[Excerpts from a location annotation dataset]
=======
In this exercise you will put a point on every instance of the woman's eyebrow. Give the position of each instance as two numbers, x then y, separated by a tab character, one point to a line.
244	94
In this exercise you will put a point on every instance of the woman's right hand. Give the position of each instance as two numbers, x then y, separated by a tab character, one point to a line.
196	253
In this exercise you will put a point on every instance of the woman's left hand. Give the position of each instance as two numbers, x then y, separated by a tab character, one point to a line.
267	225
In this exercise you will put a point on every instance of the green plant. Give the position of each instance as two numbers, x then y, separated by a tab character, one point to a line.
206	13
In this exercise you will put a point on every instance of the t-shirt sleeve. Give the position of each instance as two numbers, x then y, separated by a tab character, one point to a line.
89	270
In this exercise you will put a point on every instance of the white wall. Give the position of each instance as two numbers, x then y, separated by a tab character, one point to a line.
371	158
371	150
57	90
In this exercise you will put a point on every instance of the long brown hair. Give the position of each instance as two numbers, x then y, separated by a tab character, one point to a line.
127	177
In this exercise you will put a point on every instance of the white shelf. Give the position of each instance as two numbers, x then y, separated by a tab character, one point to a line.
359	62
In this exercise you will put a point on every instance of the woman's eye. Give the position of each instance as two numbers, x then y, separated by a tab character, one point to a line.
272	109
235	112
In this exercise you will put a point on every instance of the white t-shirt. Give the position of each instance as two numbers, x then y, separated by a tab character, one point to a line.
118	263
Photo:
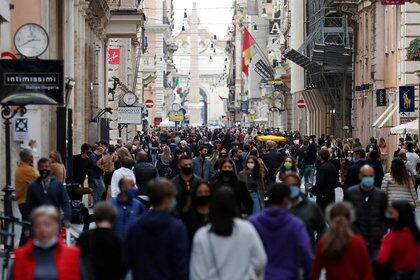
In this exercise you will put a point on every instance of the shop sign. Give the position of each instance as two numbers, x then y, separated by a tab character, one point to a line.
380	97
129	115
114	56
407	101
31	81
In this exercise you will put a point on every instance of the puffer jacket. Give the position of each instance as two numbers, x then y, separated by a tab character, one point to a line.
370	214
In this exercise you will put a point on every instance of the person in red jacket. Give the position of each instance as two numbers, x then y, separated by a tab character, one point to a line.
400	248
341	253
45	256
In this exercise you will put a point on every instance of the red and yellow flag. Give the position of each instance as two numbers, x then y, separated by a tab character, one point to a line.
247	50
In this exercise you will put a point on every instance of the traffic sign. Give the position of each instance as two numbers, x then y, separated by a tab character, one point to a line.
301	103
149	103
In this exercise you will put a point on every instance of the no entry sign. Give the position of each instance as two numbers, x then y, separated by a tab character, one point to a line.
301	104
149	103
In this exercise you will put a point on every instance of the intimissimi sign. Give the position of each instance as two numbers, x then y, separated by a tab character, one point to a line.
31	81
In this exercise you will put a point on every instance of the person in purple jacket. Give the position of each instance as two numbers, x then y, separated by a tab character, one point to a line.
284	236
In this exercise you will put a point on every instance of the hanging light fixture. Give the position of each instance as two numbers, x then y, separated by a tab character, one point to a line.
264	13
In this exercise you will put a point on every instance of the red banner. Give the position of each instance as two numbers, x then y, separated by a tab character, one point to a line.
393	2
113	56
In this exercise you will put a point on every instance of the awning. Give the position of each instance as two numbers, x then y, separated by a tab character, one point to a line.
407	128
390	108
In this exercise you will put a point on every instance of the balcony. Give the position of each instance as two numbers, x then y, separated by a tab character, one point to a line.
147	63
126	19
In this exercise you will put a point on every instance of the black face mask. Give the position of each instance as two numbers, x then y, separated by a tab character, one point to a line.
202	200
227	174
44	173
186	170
=======
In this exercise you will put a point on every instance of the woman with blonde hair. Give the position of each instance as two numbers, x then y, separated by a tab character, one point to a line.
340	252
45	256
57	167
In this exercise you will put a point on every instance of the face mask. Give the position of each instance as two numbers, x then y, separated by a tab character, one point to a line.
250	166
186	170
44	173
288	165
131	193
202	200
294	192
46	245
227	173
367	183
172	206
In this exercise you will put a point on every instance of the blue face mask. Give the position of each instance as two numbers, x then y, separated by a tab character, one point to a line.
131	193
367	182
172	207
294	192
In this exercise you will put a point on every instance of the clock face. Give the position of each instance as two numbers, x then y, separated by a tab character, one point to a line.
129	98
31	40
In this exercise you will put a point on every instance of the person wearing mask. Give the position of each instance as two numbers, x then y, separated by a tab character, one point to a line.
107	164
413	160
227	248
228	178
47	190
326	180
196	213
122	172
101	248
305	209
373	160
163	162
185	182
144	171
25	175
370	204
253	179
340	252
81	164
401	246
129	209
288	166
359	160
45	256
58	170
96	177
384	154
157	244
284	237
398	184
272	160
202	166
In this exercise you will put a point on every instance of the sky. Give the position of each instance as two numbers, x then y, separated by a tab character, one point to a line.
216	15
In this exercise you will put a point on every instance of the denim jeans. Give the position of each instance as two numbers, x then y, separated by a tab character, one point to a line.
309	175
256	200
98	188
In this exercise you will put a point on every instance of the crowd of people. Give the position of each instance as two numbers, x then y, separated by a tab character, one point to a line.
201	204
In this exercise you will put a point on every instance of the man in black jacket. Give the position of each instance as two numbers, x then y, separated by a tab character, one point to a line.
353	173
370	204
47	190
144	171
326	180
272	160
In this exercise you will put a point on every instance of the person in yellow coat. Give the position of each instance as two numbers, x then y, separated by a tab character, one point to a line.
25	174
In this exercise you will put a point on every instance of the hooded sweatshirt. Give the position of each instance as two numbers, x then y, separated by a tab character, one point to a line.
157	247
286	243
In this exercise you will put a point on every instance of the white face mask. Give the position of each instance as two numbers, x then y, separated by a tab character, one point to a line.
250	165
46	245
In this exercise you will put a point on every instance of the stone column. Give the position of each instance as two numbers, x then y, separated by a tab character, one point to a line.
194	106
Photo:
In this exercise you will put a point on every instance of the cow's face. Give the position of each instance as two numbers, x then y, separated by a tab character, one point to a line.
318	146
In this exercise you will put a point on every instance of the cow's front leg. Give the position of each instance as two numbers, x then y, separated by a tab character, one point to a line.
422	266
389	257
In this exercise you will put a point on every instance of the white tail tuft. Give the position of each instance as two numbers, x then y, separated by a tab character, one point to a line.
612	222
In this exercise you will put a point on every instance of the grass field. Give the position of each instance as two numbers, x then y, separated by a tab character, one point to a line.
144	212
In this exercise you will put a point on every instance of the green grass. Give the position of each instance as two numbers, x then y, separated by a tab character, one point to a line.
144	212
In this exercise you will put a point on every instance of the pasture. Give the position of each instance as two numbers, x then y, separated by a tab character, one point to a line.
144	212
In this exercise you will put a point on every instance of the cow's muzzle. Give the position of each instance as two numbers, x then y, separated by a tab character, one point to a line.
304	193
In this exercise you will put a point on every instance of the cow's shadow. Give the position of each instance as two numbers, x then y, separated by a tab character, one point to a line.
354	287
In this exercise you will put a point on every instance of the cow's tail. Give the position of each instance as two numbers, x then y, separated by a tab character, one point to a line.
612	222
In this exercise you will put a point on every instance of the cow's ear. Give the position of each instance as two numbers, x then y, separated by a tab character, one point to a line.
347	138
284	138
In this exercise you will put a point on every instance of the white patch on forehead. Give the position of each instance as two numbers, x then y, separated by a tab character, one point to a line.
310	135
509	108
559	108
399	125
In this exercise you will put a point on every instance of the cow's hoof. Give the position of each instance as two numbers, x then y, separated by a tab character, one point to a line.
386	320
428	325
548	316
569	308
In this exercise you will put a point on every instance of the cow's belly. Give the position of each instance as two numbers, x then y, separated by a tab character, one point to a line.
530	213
=======
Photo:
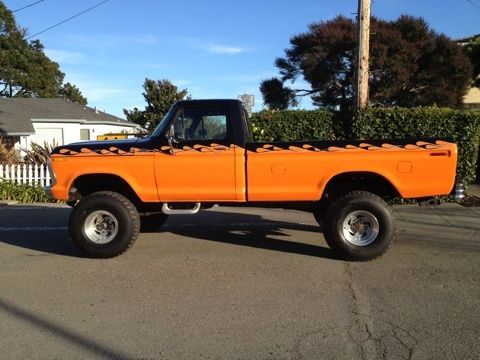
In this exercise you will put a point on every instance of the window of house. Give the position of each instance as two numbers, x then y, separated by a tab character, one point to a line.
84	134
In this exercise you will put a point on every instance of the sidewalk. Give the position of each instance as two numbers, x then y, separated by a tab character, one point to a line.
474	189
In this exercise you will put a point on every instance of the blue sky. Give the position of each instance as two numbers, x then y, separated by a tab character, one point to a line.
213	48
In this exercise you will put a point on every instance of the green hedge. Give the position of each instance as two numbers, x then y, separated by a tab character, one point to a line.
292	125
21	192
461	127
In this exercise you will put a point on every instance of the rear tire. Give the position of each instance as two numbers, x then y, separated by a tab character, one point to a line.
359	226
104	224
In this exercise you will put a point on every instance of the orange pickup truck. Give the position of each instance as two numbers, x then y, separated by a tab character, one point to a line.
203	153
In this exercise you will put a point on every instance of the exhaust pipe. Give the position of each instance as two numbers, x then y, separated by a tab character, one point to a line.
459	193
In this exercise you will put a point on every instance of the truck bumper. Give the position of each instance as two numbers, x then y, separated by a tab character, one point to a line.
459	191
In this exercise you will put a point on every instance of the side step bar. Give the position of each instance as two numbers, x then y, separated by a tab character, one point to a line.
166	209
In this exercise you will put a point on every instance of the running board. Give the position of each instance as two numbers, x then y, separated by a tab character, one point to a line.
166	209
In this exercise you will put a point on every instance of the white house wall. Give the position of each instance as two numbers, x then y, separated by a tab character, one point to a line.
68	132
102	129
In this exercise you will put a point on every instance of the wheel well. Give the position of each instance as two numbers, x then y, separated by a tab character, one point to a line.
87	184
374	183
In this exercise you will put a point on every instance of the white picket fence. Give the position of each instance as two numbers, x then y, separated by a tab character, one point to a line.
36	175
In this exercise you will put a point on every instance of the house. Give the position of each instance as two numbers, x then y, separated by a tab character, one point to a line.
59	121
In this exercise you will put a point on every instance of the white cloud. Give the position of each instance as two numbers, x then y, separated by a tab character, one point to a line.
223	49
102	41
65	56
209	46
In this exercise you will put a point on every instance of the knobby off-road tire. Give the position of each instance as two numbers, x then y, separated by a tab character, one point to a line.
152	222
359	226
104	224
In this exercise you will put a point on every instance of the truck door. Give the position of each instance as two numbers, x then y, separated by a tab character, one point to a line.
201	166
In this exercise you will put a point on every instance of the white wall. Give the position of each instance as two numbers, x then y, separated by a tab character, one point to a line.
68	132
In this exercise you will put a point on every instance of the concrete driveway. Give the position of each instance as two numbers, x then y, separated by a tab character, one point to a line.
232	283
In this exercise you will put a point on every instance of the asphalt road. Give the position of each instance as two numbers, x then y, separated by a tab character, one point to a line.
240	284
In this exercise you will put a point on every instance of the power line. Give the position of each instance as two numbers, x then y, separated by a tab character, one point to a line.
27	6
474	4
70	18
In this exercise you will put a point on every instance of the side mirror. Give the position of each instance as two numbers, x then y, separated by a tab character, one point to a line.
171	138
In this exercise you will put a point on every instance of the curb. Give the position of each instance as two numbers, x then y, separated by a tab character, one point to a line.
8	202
=======
▶ [Exercise prompt]: Gather every line of the material above that contains the string "jacket". Case counts.

▶ [Exercise answer]:
In this exercise you will put a point on every instance of the puffer jacket. Give the position of each instance as two numbers, x then y, separated by a tab character, one point to a line.
In this exercise you will put a point on every instance of the person in red jacket. Give the position of each instance as two numbers, x then y, separated by a tab character, one point to a line.
In this exercise you will put a point on every instance of the person in purple jacket. Give the position of each instance as two numbers, x then y, separated by a tab character, one point to a line.
In this exercise you will put a point on every instance of the man in black jacket. Give the position of each instance as two numbers, x then y, separated by a tab character, one point to a line.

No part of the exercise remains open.